▶ [Data section]:
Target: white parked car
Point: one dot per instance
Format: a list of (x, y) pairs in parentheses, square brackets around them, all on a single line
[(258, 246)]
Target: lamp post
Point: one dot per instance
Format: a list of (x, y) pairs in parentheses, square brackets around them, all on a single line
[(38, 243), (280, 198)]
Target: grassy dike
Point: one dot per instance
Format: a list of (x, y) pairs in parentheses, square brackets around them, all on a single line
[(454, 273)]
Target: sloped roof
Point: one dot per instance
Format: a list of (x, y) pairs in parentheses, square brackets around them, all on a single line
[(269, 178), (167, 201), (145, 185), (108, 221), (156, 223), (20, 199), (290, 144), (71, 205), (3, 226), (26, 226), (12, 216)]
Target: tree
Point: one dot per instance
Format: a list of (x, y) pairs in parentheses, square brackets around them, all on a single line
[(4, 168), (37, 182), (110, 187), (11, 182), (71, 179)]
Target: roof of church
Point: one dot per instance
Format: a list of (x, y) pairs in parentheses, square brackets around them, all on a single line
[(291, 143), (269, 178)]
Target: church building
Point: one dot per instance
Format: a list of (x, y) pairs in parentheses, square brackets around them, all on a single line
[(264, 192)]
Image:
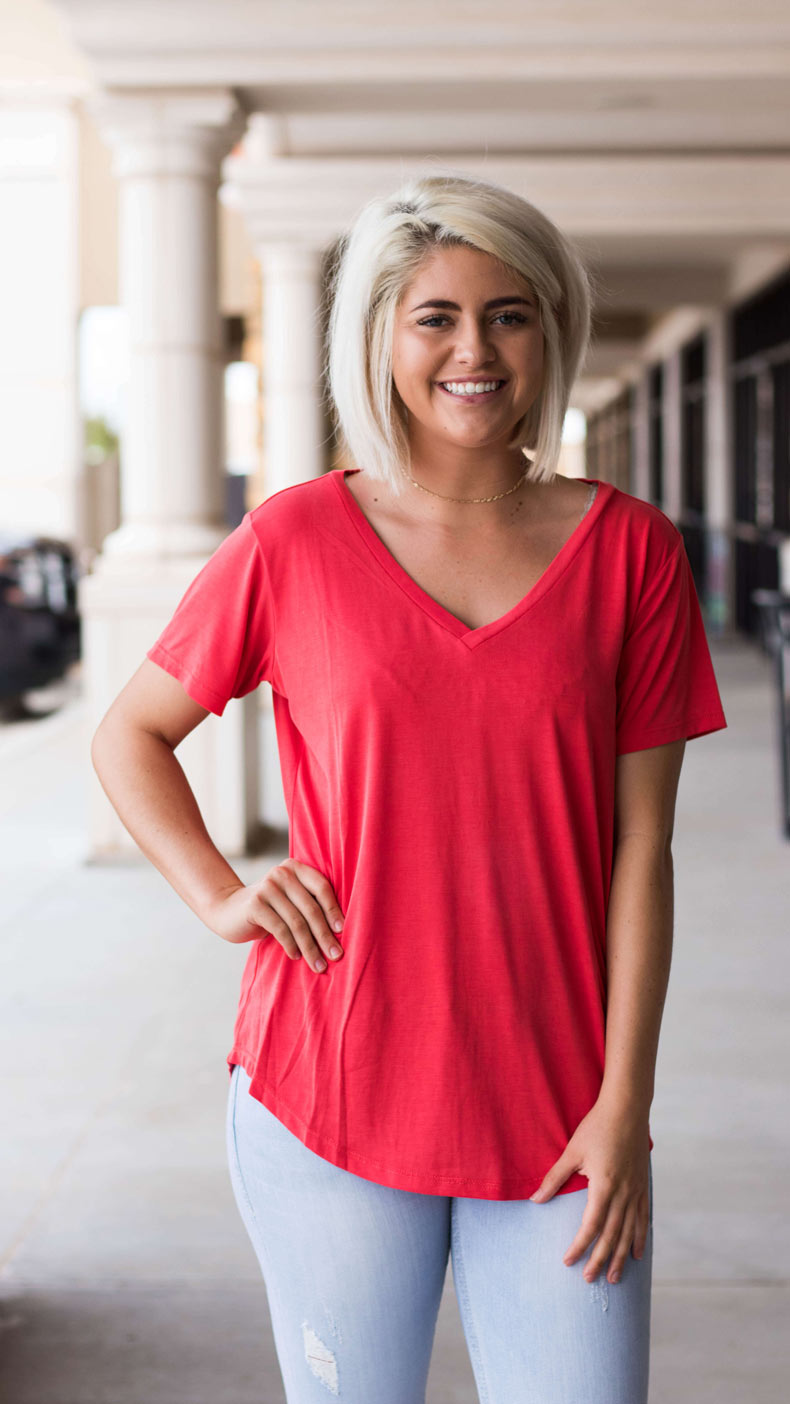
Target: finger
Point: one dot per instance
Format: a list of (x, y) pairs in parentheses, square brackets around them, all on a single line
[(312, 909), (623, 1244), (591, 1224), (322, 888), (606, 1240), (292, 928)]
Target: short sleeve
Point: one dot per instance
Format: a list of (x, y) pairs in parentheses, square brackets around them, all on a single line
[(219, 643), (667, 687)]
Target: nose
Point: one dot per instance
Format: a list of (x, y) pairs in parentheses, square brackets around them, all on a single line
[(473, 346)]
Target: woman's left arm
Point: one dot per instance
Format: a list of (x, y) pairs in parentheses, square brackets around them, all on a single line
[(611, 1144)]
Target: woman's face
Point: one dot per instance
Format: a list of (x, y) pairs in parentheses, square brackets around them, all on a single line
[(466, 322)]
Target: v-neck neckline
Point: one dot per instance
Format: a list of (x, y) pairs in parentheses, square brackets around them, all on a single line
[(431, 607)]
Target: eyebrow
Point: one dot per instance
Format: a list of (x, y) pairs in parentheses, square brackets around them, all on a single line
[(453, 306)]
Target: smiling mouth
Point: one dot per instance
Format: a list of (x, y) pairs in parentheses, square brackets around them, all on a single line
[(470, 391)]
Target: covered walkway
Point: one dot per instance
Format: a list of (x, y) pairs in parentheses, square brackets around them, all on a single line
[(126, 1274)]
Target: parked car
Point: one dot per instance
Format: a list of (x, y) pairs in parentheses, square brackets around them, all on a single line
[(39, 626)]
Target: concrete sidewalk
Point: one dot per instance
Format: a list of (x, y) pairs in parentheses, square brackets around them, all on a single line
[(126, 1274)]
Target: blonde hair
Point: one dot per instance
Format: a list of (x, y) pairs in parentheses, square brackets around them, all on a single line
[(378, 259)]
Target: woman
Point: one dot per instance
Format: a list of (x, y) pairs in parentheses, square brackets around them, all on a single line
[(483, 678)]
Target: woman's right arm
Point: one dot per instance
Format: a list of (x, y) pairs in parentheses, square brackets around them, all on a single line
[(132, 753)]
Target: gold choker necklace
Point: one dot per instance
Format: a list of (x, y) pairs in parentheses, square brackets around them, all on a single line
[(469, 499)]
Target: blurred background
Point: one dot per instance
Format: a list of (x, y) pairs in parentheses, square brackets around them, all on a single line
[(174, 177)]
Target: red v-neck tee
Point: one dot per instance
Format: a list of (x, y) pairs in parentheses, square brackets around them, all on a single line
[(458, 789)]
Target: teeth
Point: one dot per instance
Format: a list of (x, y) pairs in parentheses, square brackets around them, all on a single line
[(469, 386)]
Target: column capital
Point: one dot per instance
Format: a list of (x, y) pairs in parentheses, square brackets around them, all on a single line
[(178, 132)]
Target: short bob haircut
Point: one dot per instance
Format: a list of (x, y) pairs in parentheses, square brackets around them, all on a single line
[(376, 260)]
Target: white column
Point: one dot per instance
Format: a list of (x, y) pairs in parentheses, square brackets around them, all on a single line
[(672, 431), (640, 437), (293, 420), (167, 152)]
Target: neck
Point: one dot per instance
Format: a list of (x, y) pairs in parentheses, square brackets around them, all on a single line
[(453, 472)]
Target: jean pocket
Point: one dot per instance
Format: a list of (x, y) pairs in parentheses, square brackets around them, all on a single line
[(235, 1166)]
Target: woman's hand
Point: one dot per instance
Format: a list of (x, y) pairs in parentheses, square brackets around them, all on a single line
[(612, 1149), (293, 903)]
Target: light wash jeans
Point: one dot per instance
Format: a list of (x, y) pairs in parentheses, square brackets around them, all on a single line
[(354, 1274)]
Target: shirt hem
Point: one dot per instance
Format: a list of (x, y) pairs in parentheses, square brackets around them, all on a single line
[(366, 1168)]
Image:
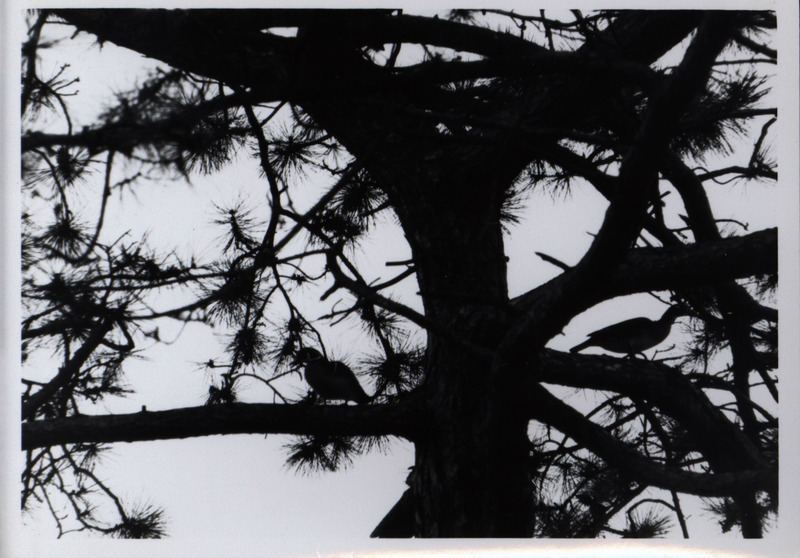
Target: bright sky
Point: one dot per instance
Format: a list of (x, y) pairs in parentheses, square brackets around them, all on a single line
[(236, 489)]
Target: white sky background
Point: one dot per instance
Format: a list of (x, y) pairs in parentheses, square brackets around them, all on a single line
[(235, 490)]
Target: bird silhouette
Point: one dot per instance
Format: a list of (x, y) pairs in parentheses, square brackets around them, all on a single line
[(633, 336), (331, 380)]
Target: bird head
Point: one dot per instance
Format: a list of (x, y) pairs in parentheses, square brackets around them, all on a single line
[(679, 309), (305, 355)]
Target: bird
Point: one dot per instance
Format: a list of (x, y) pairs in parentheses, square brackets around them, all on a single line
[(331, 380), (633, 336)]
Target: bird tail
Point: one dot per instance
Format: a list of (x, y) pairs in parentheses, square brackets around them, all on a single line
[(581, 346)]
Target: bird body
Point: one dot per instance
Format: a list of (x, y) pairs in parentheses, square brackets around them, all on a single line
[(632, 336), (331, 380)]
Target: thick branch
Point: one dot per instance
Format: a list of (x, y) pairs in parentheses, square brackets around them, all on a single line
[(653, 269), (238, 418), (721, 441), (552, 411)]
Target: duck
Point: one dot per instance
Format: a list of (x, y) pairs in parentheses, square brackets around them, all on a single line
[(632, 337), (330, 380)]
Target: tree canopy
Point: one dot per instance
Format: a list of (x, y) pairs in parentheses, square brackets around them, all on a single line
[(396, 156)]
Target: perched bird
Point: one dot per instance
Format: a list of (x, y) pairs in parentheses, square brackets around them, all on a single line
[(633, 336), (330, 379)]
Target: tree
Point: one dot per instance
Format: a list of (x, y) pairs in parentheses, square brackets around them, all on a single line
[(441, 125)]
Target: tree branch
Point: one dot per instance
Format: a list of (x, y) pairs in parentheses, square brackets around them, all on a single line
[(552, 411), (399, 419)]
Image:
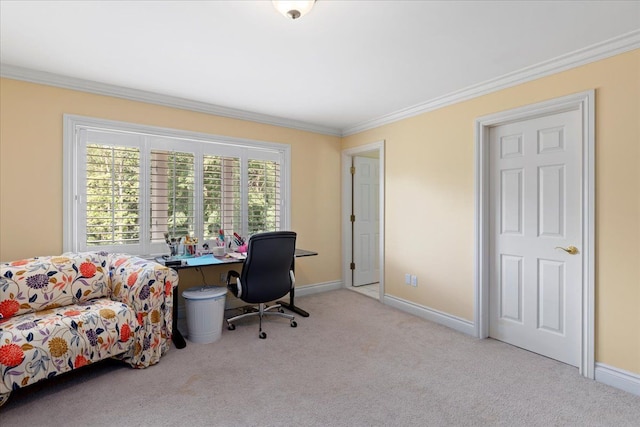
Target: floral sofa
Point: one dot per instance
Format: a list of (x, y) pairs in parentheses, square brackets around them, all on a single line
[(64, 312)]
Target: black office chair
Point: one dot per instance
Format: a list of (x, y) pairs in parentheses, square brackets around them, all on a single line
[(267, 274)]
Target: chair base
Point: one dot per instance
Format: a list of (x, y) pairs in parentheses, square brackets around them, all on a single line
[(263, 310)]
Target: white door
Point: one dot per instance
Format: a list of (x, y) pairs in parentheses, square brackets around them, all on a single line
[(366, 227), (535, 210)]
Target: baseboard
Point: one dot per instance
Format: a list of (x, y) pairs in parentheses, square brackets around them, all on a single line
[(618, 378), (453, 322)]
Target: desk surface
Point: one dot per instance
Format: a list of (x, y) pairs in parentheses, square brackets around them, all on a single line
[(221, 260)]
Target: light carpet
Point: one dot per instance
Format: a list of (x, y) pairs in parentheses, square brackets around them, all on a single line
[(353, 362)]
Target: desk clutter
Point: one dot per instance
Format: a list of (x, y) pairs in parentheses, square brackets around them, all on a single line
[(185, 251)]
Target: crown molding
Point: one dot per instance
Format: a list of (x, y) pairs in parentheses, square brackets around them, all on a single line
[(51, 79), (596, 52)]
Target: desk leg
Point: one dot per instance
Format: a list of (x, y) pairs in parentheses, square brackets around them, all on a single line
[(291, 306), (178, 339)]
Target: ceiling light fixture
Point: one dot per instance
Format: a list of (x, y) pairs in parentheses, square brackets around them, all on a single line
[(293, 9)]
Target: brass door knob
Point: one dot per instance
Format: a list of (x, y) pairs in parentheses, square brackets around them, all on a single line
[(572, 250)]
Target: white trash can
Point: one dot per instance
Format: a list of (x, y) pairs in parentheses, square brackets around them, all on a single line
[(205, 313)]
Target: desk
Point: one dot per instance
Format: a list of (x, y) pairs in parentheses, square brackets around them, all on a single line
[(178, 339)]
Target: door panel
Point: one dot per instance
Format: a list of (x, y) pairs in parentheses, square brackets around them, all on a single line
[(366, 234), (535, 207)]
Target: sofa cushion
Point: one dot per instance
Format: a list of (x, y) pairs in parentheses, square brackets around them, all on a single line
[(46, 343), (41, 283)]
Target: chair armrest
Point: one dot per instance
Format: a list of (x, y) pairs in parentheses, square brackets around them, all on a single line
[(235, 288), (147, 287)]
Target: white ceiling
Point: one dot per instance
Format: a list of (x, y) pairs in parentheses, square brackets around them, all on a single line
[(345, 64)]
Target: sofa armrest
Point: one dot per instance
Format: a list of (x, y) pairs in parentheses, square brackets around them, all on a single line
[(147, 287)]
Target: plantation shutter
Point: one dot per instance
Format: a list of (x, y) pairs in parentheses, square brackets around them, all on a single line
[(111, 195), (221, 196), (171, 194), (263, 196)]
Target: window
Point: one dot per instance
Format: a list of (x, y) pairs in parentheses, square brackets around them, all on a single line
[(129, 186)]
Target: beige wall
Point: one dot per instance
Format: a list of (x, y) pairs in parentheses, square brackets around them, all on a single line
[(429, 161), (31, 118), (429, 188)]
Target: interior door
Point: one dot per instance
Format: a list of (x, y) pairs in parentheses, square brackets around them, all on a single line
[(535, 210), (366, 225)]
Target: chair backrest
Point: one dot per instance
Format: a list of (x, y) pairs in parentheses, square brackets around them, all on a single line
[(265, 275)]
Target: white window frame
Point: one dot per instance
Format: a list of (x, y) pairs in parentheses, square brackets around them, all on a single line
[(160, 138)]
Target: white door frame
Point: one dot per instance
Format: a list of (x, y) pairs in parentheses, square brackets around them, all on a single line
[(585, 103), (347, 243)]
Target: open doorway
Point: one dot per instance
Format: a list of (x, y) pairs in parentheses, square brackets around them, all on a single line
[(363, 219)]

▶ [Work instructions]: Locate "Target: interior door" in the data above. Then repeat, exactly, its line and each line after it through the last, adding nothing.

▶ [Response to this task]:
Target: interior door
Point: one dot per instance
Format: a list of (x, y) pairs in parentheses, square brackets around them, all on a single line
[(535, 210), (366, 225)]
Target: chair backrest
Point: one dot per instance
Format: a list of (x, y) pairs in parentheses, square brackets around them, all on a single line
[(265, 275)]
Target: white window frame
Point: one dot per instance
Format: a list of (x, y) pairs in parentheses, square brackets around them, all on a single line
[(160, 138)]
Target: white door frame
Point: one dot per instance
Format: a list of (x, y) pairs in parentheses, square brackets around them, all on a single line
[(585, 103), (347, 243)]
Target: open doorway
Point: one dot per instance
Format: a list of (x, y) pairs in parentheses, square brackets around them, all on a single line
[(363, 219)]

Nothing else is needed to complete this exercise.